> _WHAT IS NEEDED_: The data below should be restated word for word, with every picture omitted.
-- DATA FOR THIS TASK follows --
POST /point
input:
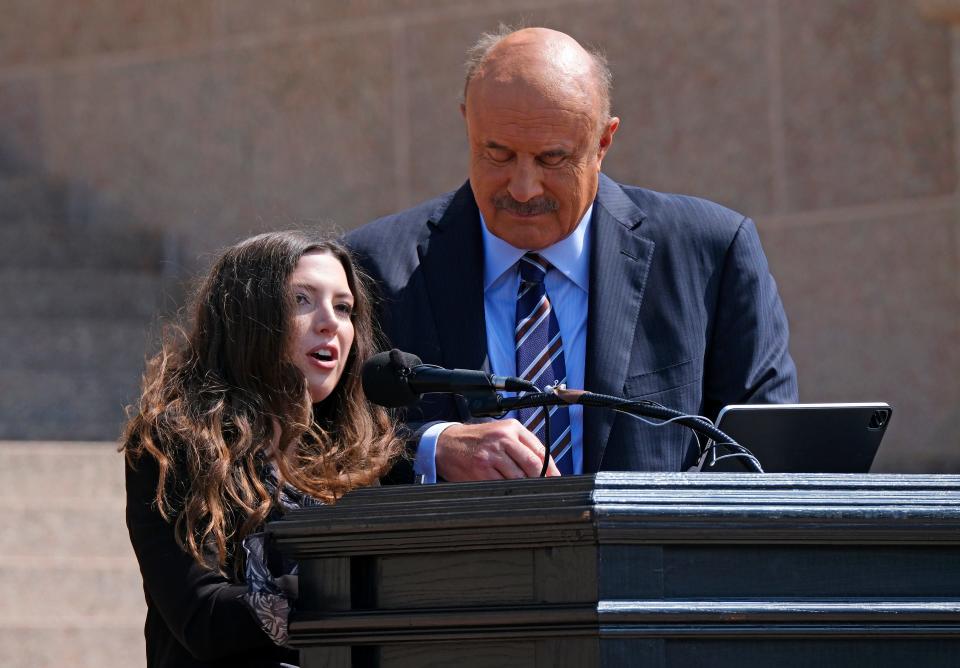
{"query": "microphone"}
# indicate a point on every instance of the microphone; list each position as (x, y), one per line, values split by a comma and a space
(394, 379)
-- DATA FOR THIS TASK concluded --
> _EXERCISE SOLUTION_:
POST /point
input:
{"query": "microphone"}
# indicate a point on every instance of the microphone; list each position as (x, y), one per line, values split by a comma and a space
(394, 379)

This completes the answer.